** START DATA FOR THIS EXERCISE **

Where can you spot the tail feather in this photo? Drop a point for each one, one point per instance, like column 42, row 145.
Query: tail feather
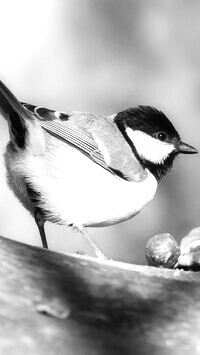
column 16, row 115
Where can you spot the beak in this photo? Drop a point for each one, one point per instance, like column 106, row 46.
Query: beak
column 186, row 149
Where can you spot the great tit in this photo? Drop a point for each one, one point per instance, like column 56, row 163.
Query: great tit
column 82, row 169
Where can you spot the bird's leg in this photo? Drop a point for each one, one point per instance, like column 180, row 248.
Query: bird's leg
column 40, row 223
column 97, row 251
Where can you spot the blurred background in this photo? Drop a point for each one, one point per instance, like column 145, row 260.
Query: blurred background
column 103, row 56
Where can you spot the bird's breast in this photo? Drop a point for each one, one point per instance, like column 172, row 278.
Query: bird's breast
column 75, row 190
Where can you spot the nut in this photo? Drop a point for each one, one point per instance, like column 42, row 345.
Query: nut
column 190, row 251
column 162, row 250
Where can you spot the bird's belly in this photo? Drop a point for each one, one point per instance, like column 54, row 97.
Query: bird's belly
column 77, row 191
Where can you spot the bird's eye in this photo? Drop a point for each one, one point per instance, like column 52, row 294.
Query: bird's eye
column 162, row 136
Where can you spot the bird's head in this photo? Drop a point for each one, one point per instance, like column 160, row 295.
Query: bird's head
column 152, row 137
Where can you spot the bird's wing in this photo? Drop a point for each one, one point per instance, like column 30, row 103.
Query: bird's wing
column 63, row 127
column 95, row 136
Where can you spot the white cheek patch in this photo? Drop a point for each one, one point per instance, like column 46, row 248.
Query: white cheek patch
column 149, row 148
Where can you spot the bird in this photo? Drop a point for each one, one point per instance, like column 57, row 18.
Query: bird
column 86, row 170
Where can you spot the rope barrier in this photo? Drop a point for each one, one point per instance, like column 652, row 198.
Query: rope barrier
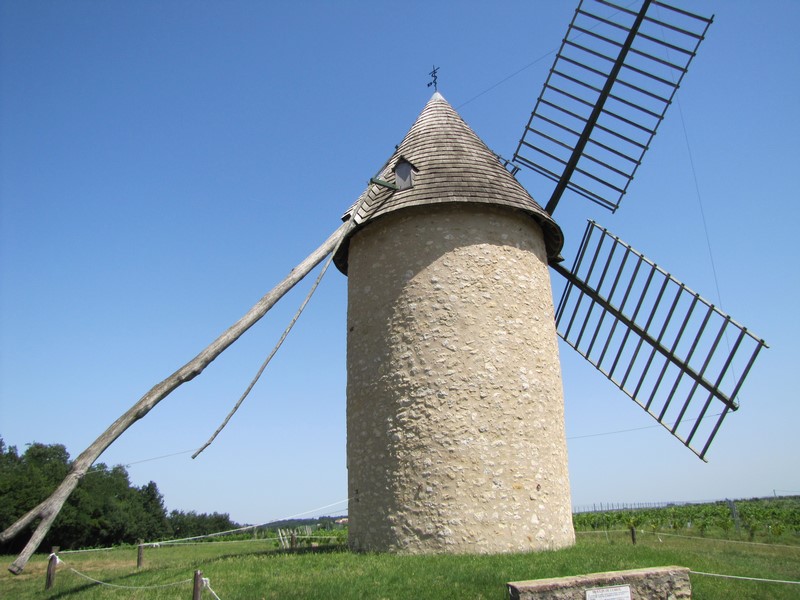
column 207, row 585
column 116, row 585
column 745, row 578
column 695, row 537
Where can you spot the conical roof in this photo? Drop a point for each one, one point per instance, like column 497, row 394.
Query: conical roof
column 451, row 164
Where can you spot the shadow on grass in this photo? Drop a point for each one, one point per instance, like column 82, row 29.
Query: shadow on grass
column 119, row 579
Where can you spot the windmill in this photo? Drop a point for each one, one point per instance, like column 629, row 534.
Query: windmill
column 455, row 420
column 658, row 341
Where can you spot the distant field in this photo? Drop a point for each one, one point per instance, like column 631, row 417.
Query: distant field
column 247, row 570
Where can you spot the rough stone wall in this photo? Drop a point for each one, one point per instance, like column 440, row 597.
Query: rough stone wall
column 455, row 422
column 657, row 583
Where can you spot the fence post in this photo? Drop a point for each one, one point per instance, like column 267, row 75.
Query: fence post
column 197, row 590
column 50, row 577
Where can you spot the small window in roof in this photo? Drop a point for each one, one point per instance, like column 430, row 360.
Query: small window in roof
column 404, row 173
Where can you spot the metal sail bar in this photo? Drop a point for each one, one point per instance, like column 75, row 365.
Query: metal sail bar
column 668, row 349
column 612, row 81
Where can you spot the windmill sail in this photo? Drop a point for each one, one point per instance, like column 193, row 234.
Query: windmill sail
column 611, row 83
column 667, row 348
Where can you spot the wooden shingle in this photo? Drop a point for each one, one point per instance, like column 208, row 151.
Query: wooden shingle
column 452, row 165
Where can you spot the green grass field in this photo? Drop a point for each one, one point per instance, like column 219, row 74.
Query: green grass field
column 255, row 570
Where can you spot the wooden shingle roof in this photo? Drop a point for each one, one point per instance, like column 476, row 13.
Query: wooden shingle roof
column 452, row 164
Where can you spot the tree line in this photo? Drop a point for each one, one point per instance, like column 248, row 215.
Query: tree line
column 105, row 509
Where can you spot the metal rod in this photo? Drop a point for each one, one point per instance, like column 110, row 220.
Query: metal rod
column 579, row 146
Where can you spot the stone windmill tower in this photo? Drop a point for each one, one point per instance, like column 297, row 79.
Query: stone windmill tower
column 454, row 399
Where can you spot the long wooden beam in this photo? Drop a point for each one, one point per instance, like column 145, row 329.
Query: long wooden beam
column 48, row 510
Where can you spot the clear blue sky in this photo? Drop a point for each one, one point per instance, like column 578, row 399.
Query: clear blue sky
column 164, row 164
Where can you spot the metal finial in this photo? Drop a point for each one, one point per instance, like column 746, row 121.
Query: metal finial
column 434, row 79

** END DATA FOR THIS EXERCISE **

→ **PROBLEM TO WORK ON**:
Except for the pictures, give all the material above again verbatim.

→ **RIGHT ANSWER**:
Where can you spot the tail feather in this photo? Drop a point for each one, one point per instance, like column 42, row 145.
Query: tail feather
column 16, row 115
Where can you spot the beak in this photo? Drop a point for each one, one point per instance, like column 106, row 46.
Query: beak
column 186, row 149
Where can you spot the great tit in this photo? Drop a point for each one, one point per instance, like column 56, row 163.
Query: great tit
column 82, row 169
Where can you spot the bird's leg in this photo? Drop a point for each one, one point per instance, like column 180, row 248.
Query: bird's leg
column 40, row 223
column 97, row 251
Where can you spot the blurred background in this photo? Drop a point for each one, one point per instance, like column 145, row 260.
Query: blurred background
column 103, row 56
Where can you spot the bird's breast in this photo? Drop a point for each one, one point per instance, like column 172, row 278.
Query: bird's breast
column 75, row 190
Where can you spot the nut in this photo? Drop a point for each one, one point per instance, like column 42, row 345.
Query: nut
column 190, row 251
column 162, row 250
Where can you spot the bird's belly in this photo? Drop a point for each one, one point per instance, like column 54, row 97.
Query: bird's belly
column 77, row 191
Where can you spot the bird's eye in this photo? Drop a point for each one, one point per instance, like column 52, row 294.
Query: bird's eye
column 162, row 136
Where can you spot the bird's head in this photo? Drop a point for each one, one point per instance, like column 160, row 295.
Query: bird's head
column 152, row 137
Where can you spot the bird's wing in this photo? Drop a point for each one, one point per instance, like column 30, row 103.
Query: bird's wing
column 63, row 127
column 95, row 136
Where can you spot the white cheek patch in this photo? Drop a point for each one, one point per instance, like column 46, row 248.
Query: white cheek patch
column 149, row 148
Where can you spot the bird in this photo? Drop a point for each one, one point per instance, like column 57, row 18.
Query: bird
column 86, row 170
Where can you spot the rope barrier in this photo? Drop a point for each one, one point per instance, like column 652, row 198.
Query: rope barrier
column 207, row 585
column 116, row 585
column 745, row 578
column 695, row 537
Where can you spot the conical roof in this photo? Drop a point for each one, one point per instance, like column 497, row 394.
Query: conical roof
column 451, row 164
Where can you spot the shadow on grass in this photo? Drop a point for each one, one point per instance, like column 82, row 29.
Query: shadow on grass
column 119, row 579
Where can you spot the windmill in this photo? Drop a point for each one, one point per instance, like column 629, row 534.
Query: windmill
column 455, row 420
column 658, row 341
Where can you spot the distant field in this photo? Drop a point for each one, one point per instance, like column 631, row 417.
Query: distant field
column 247, row 570
Where can you spot the rough stone wall in this photo? Drop a point for each one, one point per instance, like column 440, row 597.
Query: rough stone wall
column 455, row 422
column 657, row 583
Where can you spot the fence post in this photo? Drop a point for each one, one point per instance, like column 267, row 75.
Query: fence post
column 197, row 590
column 50, row 577
Where can you spot the small window in roof in this photo? Drop a point for each one, one point per instance, like column 430, row 360.
Query: small window in roof
column 404, row 173
Where can you spot the metal sail bar in this photo? Drop a point for each one, one point per instance, like column 75, row 365.
Query: metal sail bar
column 668, row 349
column 612, row 81
Where can you spot the windmill sail in this photo? Drop a point for each one, one point per instance, like column 193, row 234.
Query: windmill sail
column 611, row 83
column 667, row 348
Where can you spot the wooden shingle in this photo? Drop a point for each one, one point per instance, like column 208, row 151.
Query: wooden shingle
column 452, row 165
Where can you spot the green grass field in this photo? Drop a point for each one, one point per instance, like column 219, row 74.
Query: green grass field
column 255, row 570
Where can you spot the wooden shingle roof in this photo? Drop a point for each one, one point per instance, like column 476, row 13.
Query: wooden shingle roof
column 452, row 164
Where can you spot the tree line in this photo? Drop a point for each one, one point per instance, like column 248, row 215.
Query: tree line
column 105, row 509
Where can you spot the metal rod in this photo? Drop a point for each one, one point per instance, like column 110, row 220.
Query: metal rod
column 579, row 146
Where can you spot the stone windmill tower in this photo? Drop a point for each one, one point per instance, like column 297, row 79.
Query: stone windmill tower
column 454, row 399
Where can you spot the long wooden beam in this photo? Drop a point for each one, one point per instance, like column 145, row 329.
Query: long wooden beam
column 48, row 510
Where can you spot the clear blue sky in this photo? Drop a point for each one, one point per instance, like column 578, row 399.
Query: clear blue sky
column 164, row 164
Where can you spot the metal finial in this photo? Drop a point for each one, one point per instance, like column 746, row 121.
Query: metal finial
column 434, row 79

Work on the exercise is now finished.